Problem set:
[1] According to the advice column, at what age did the letter writer and his wife marry?
[2] Reproduce the stretch of the advice column from "We don’t have" through "talk to me?".

Excerpted passage:
---

My wife and I haven't had sexual intercourse for almost one year.
We’re both 58 and she's been experiencing health issues:
A stubborn three-month cough and cold, an abscess, and internal rectal haemorrhoid off and on for the last five months. Also, menopause, work stress and anxiety.
She retired recently while still battling those health issues.
We don’t have too many common interests. It's like being married to my sister. But it was totally different in our younger days (we married at 22).
She can be narrow-minded and difficult to talk to. We’ve been to a marriage therapist in the past but didn’t follow the therapist’s advice.
How do I get my wife to open up and talk to me?
No Sex, No Discussion
Your wife’s recent health issues of an abscess and haemorrhoid (both painful), on top of menopause changes, have apparently made even the idea of sex remote and unappealing.
No surprise there. But your feeling, after 36 years of marriage, that you have few common interests, shows that this break from sex isn’t just about her current health.
It’s about both of you and the relationship.
You two could still have at least 20 good years together if you have the courage to tell her that you miss her and would like to work on the marriage.
But do not make your approach about missing sex. She needs to feel healthy again.
Meanwhile, both of you need to consider what interests you can now pursue together. Yes, that requires a current visit to a therapist, and you both presenting a common need for easier, better communication.
If you show your wife that your interest is in a better union, you’ll grow closer. In time, holding hands, cuddling and intimacy will likely follow.
Reader’s Commentary Regarding your column topic on favoured and unfavoured children (September 30):
“As an unfavoured child of both parents, I always had the feeling that I needed to do something to receive or earn parental approval.
“It wasn’t until many years later that I realized the dynamic involved.

---

[Stored data entries]
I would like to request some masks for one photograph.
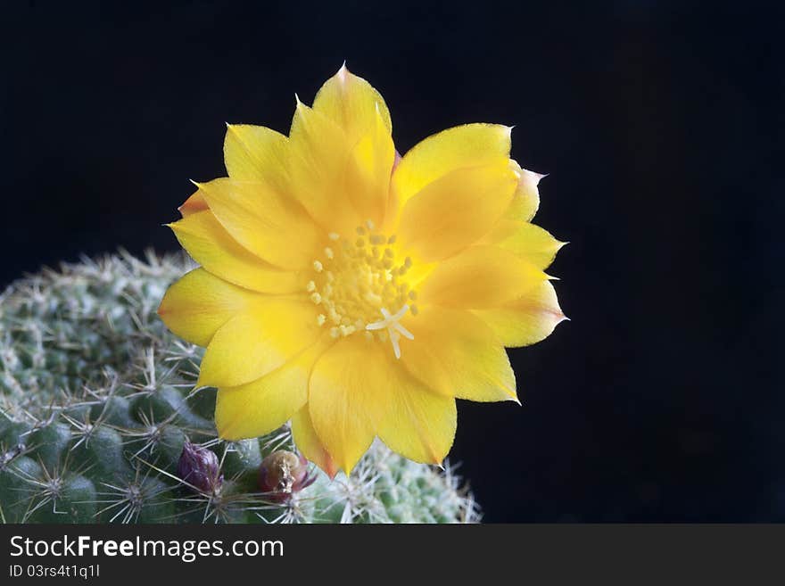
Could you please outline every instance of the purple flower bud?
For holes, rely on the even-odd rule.
[[[273,502],[285,502],[307,486],[316,476],[308,471],[308,460],[285,450],[274,451],[265,458],[259,469],[259,488]]]
[[[178,462],[178,475],[186,485],[201,492],[212,493],[224,482],[218,456],[208,450],[186,441]]]

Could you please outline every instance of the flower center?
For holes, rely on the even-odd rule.
[[[318,325],[329,327],[334,338],[357,334],[389,340],[395,358],[401,358],[401,336],[414,339],[401,320],[417,313],[417,293],[406,280],[411,259],[396,259],[395,235],[380,234],[370,220],[357,227],[356,238],[335,233],[329,238],[306,286],[310,301],[322,310]]]

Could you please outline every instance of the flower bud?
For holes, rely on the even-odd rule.
[[[316,476],[308,472],[308,460],[285,450],[265,458],[259,469],[259,488],[274,502],[285,501],[315,480]]]
[[[200,492],[215,492],[224,482],[218,456],[212,450],[188,441],[183,445],[183,453],[178,462],[178,475]]]

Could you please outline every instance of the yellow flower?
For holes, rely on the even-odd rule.
[[[565,318],[543,270],[562,243],[531,224],[541,176],[511,128],[467,124],[402,158],[379,93],[345,67],[289,136],[230,125],[227,177],[196,184],[170,225],[201,264],[159,313],[206,346],[227,440],[291,419],[298,449],[347,474],[379,437],[440,463],[455,400],[515,400],[505,346]]]

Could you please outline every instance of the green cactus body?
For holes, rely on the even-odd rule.
[[[455,523],[479,518],[448,467],[376,443],[351,476],[284,502],[257,486],[262,458],[293,450],[284,426],[227,442],[215,389],[194,389],[202,349],[158,318],[179,256],[128,254],[44,270],[0,294],[0,521],[7,523]],[[217,455],[223,482],[177,473],[186,442]],[[267,497],[267,498],[266,498]]]

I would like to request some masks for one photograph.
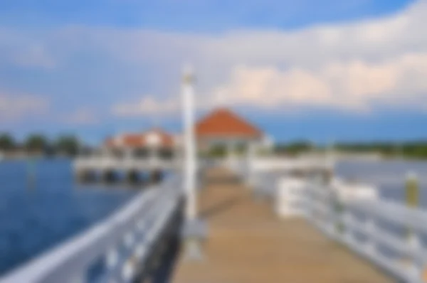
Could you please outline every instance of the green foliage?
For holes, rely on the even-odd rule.
[[[307,142],[300,141],[289,144],[277,144],[275,152],[278,154],[298,154],[313,150],[327,150],[325,147],[316,147]],[[427,141],[403,143],[364,142],[339,143],[334,149],[348,153],[378,153],[384,157],[404,157],[407,159],[427,159]]]
[[[224,145],[212,146],[208,155],[211,157],[225,157],[227,155],[226,147]]]
[[[8,151],[16,147],[15,139],[9,134],[0,134],[0,150]]]
[[[61,136],[55,142],[56,152],[74,156],[77,154],[79,149],[78,139],[72,135]]]
[[[48,139],[39,134],[29,135],[24,142],[24,146],[28,151],[44,151],[48,145]]]

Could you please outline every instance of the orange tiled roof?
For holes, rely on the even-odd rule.
[[[258,138],[263,132],[227,108],[214,110],[196,124],[199,138],[207,137]]]

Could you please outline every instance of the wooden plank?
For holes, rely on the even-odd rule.
[[[282,220],[273,205],[221,169],[211,170],[199,194],[209,225],[200,262],[179,260],[175,283],[381,283],[375,267],[325,237],[304,219]]]

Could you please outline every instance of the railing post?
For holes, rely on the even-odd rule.
[[[419,205],[419,188],[416,175],[413,172],[406,174],[405,186],[405,198],[406,206],[411,208],[418,208]],[[419,250],[420,240],[416,231],[408,225],[406,228],[406,241],[412,251]],[[427,273],[422,270],[423,262],[417,262],[413,257],[403,259],[403,263],[410,269],[411,276],[414,279],[420,279],[421,277],[427,277]],[[422,274],[426,273],[425,274]]]
[[[367,219],[364,223],[364,228],[367,232],[367,240],[364,245],[365,252],[369,255],[374,255],[376,252],[375,241],[372,235],[376,233],[375,220],[374,218],[366,215]]]
[[[111,248],[108,252],[107,252],[107,268],[112,269],[117,264],[119,261],[119,255],[117,254],[117,250],[115,247]]]

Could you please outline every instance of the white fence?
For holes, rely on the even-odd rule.
[[[97,282],[130,282],[159,252],[162,237],[176,224],[182,196],[181,177],[142,192],[90,230],[12,271],[0,283],[85,282],[97,262]]]
[[[284,218],[305,217],[396,279],[427,282],[427,212],[381,200],[377,191],[339,181],[325,186],[284,177],[275,208]]]
[[[180,159],[164,159],[158,157],[134,159],[109,156],[78,157],[73,162],[74,170],[144,170],[175,169],[182,164]]]

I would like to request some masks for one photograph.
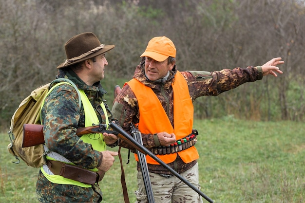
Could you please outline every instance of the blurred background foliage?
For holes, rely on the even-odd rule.
[[[0,0],[0,125],[7,129],[22,100],[54,79],[63,44],[95,33],[115,48],[102,84],[132,78],[148,41],[170,38],[180,71],[262,65],[282,57],[284,74],[194,102],[195,116],[304,121],[304,0]]]

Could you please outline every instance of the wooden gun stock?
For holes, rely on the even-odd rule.
[[[35,146],[44,144],[44,137],[42,129],[43,125],[39,124],[23,124],[23,140],[22,148]],[[79,137],[88,133],[108,133],[114,134],[122,139],[128,144],[138,149],[142,153],[146,154],[143,150],[138,148],[135,145],[127,139],[122,134],[114,130],[107,130],[106,124],[100,124],[89,127],[81,128],[76,130],[76,134]]]

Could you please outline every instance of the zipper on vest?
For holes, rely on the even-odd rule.
[[[165,95],[165,91],[164,91],[164,85],[162,84],[161,86],[161,94],[166,100],[166,109],[165,110],[165,111],[166,111],[167,115],[168,115],[170,113],[170,104],[169,103],[169,98],[167,98],[167,96],[166,96],[166,95]]]

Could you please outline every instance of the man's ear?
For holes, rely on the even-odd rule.
[[[172,63],[171,64],[171,66],[170,67],[170,71],[172,71],[173,68],[175,64],[176,63],[176,61],[173,61]]]
[[[85,63],[85,66],[86,66],[87,68],[91,69],[91,61],[90,59],[85,60],[84,61],[84,63]]]

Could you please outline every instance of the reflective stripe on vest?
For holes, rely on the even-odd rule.
[[[140,119],[139,130],[144,134],[153,134],[157,132],[174,133],[176,139],[179,140],[191,133],[193,126],[193,107],[189,92],[187,83],[179,72],[176,74],[172,86],[173,91],[173,129],[160,101],[152,90],[134,79],[127,83],[135,95],[139,105]],[[195,147],[177,152],[181,159],[189,163],[199,158]],[[157,155],[166,164],[173,162],[176,153]],[[138,161],[137,156],[135,158]],[[159,164],[149,156],[147,163]]]
[[[52,90],[53,89],[50,90],[49,92]],[[85,93],[83,90],[78,90],[79,91],[81,97],[81,102],[83,104],[83,107],[84,108],[84,111],[85,113],[85,127],[87,127],[89,126],[92,126],[93,124],[98,124],[99,123],[99,121],[98,120],[98,118],[97,117],[97,115],[96,115],[96,113],[95,113],[94,109],[92,107],[92,105],[91,105],[91,103],[90,103],[89,99],[87,97],[87,95],[86,95],[86,94]],[[103,111],[104,111],[104,112],[105,113],[106,123],[108,124],[109,123],[109,119],[108,117],[108,114],[106,110],[106,107],[105,107],[105,105],[103,102],[101,104],[101,107],[103,109]],[[103,134],[101,133],[96,133],[95,134],[87,134],[83,135],[80,138],[80,139],[85,143],[91,144],[94,149],[99,151],[104,151],[106,150],[106,144],[104,142]],[[47,146],[45,145],[44,147],[45,151],[47,151],[48,148]],[[64,162],[66,164],[74,165],[71,161],[67,160],[64,157],[61,156],[58,153],[54,152],[51,151],[48,152],[46,157],[47,159],[57,160]],[[44,176],[50,182],[52,183],[57,184],[73,185],[82,187],[90,187],[92,186],[91,185],[85,184],[78,181],[64,178],[62,176],[59,175],[54,175],[53,173],[49,169],[49,168],[46,165],[43,165],[42,166],[41,166],[40,169]],[[95,168],[93,169],[89,170],[93,171],[96,171],[98,170],[96,168]]]

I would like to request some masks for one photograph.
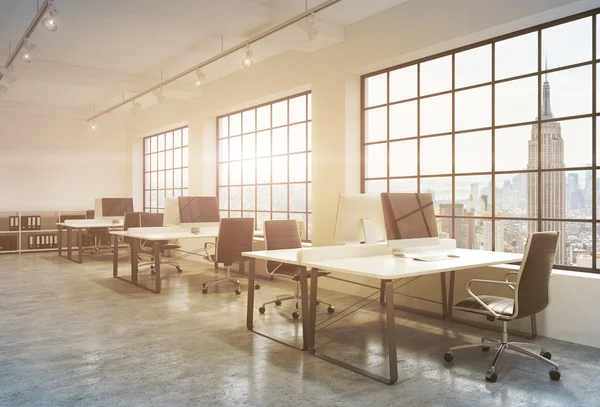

---

Set of answers:
[1] They married at 22.

[2]
We don’t have too many common interests. It's like being married to my sister. But it was totally different in our younger days (we married at 22).
She can be narrow-minded and difficult to talk to. We’ve been to a marriage therapist in the past but didn’t follow the therapist’s advice.
How do I get my wife to open up and talk to me?